## [What you are asked to do]
Please write out all of the records below word for word, leaving out the pictures.

* Begin Dataset rows *

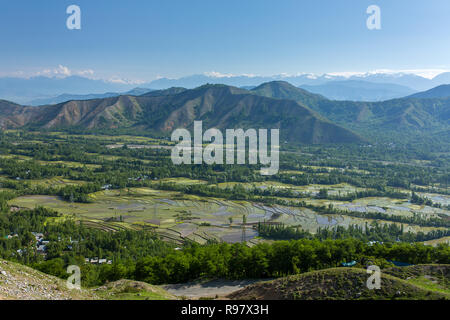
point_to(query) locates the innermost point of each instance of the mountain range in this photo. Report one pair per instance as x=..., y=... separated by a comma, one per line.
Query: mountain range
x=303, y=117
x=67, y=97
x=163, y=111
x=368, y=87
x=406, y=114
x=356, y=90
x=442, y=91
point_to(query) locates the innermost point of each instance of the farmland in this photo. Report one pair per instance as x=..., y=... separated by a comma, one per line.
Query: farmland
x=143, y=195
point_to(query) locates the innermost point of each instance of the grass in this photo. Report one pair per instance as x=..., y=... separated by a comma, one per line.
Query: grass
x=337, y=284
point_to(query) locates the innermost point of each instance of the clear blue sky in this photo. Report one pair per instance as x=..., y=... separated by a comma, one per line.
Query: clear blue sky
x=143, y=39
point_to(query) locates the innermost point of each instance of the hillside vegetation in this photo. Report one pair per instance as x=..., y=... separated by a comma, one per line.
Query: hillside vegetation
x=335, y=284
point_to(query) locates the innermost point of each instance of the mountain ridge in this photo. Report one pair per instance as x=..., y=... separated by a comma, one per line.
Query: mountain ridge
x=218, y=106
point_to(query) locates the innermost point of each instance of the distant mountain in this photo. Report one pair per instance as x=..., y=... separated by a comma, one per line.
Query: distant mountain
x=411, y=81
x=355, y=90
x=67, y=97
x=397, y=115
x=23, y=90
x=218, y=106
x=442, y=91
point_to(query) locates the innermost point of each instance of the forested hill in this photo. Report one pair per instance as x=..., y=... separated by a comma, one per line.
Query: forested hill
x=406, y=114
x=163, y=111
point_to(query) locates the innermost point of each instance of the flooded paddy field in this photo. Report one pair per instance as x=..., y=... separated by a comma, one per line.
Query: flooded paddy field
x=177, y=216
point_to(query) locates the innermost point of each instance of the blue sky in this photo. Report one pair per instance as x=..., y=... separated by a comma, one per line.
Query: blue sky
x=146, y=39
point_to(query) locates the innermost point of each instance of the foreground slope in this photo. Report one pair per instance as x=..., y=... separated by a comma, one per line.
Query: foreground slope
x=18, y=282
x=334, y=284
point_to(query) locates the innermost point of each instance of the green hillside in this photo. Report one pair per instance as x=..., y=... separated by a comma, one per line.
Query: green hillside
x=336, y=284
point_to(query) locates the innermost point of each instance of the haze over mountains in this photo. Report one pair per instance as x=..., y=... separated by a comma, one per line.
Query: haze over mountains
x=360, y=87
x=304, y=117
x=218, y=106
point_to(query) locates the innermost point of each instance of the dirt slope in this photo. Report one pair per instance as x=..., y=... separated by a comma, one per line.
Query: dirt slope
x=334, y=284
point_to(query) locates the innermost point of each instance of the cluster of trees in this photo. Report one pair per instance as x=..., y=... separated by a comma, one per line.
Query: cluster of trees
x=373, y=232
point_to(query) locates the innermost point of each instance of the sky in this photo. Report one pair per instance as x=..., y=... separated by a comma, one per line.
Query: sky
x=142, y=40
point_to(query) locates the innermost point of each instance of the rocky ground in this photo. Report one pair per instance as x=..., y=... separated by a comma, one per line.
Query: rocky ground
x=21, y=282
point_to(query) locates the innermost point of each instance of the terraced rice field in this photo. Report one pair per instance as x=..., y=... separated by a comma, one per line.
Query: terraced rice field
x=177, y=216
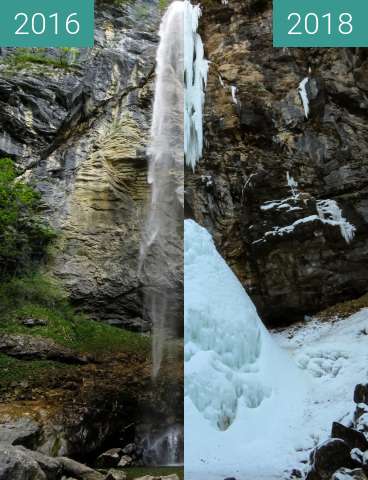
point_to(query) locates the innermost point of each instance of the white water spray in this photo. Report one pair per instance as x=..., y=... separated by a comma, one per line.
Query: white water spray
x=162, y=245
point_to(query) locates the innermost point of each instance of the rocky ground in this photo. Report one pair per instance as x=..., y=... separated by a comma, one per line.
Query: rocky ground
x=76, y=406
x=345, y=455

* End Dataset rows *

## [Finished exercise]
point_to(query) locates the innermost point of each instance of the mountain range in this photo. Report one pair per instance as x=..., y=... separated by a comma, one per line.
Query: mountain range
x=303, y=117
x=67, y=97
x=163, y=111
x=368, y=87
x=406, y=114
x=356, y=90
x=442, y=91
point_to(query) locates the innermost point of each instance of the farmland in this photo. Report one pair per instance as x=..., y=... separated by a comma, one per line.
Query: farmland
x=143, y=195
point_to(query) locates the innermost point of each instance of the grass in this photo. Report one pair per instance as x=..., y=... separated by a comma, one per line.
Query: grass
x=337, y=284
point_to(query) locates the innermost point of each instance of the clear blue sky in this photo. Report one pair per instance as x=..., y=... separated by a comma, one per line.
Query: clear blue sky
x=143, y=39
point_to(query) locates the innermost point of each instance of the hillside vegetation in this photo. Report one pair per instance as x=..., y=... separated by a comma, one per line.
Query: hillside vegetation
x=335, y=284
point_to(query) locates the innermost point of each instance of the mountain ridge in this photo. Report one pair per instance as x=..., y=... separated by a comma, one per line.
Query: mountain ridge
x=218, y=106
point_to(query) locates the innermost point of each instance of the distant mountain in this photo. Report one pair per instance as x=..., y=... separated by a comma, one per line.
Query: distant mountain
x=411, y=81
x=355, y=90
x=67, y=97
x=397, y=115
x=23, y=90
x=218, y=106
x=442, y=91
point_to(query) locates the innermost point of each instance of the forested hill in this photo. Report one pair per instance as x=..., y=... separated by a comma, one per line.
Query: forested hill
x=406, y=114
x=163, y=111
point_to(query) locates the innermost point of each instance of the flooded paddy field in this photo. Report one pair per instance as x=..., y=... separated by a comma, one per line.
Query: flooded paddy field
x=177, y=216
point_to(query) locates the innermost point of each instance of the blue sky in this photo. Report one pair per instance as x=..., y=... separated by a comma, one per line.
Query: blue sky
x=146, y=39
point_to(query) locates the innermost point of each instance of the foreground slope in this photo. Report one pair per instance as x=..., y=... separated by a comma, one per line.
Query: foreground slope
x=18, y=282
x=334, y=284
point_to(query) locates the innermost point of each instance of the green hillside in this photo. Report one pair per instance as x=..., y=... separated by a comma, one per line.
Query: green hillside
x=336, y=284
point_to(query) locates the innermost point of each instance of the haze over mountains in this photo. Report one pair per instance as x=..., y=... separated by a comma, one per line.
Query: haze over mountains
x=360, y=87
x=304, y=117
x=218, y=106
point_to(query) locates the innermost point of each instance of the dirt slope in this photo. Report one pair per instance as x=..., y=... separated by a comma, one per line.
Query: dirt slope
x=334, y=284
point_to(query) locates the innermost point of each instance of the cluster of trees in this photo. Report one pair per instance as x=..., y=... separated by a comma, one per line.
Query: cluster of trees
x=373, y=232
point_to(query) locates the innermost point of each instance of the sky in this photo. Report one pair per instance as x=..., y=... separated by a comma, one per line.
Query: sky
x=142, y=40
point_to(query) locates the innermost point of each instance of the rocky ground in this photo. Report one pair per instance as x=..., y=... separated by a comma, one per line.
Query: rocky ground
x=21, y=282
point_to(query) locates the innermost point of each instance of the terraced rice field in this photo. Report one pair per instance as x=..., y=... separated by a comma, one per line.
Query: terraced rice field
x=177, y=216
point_to(query) locates the innermost point of each instance of the white water spray in this photo. Report one pair per instance as x=..., y=... separated by a comma, one per line.
Query: white water spray
x=162, y=245
point_to(query) locates the innermost point of each instance of the rocky ground in this photo. Report one pair per instance as x=..., y=... separated by a comma, one per line.
Query: rocky ground
x=76, y=406
x=345, y=455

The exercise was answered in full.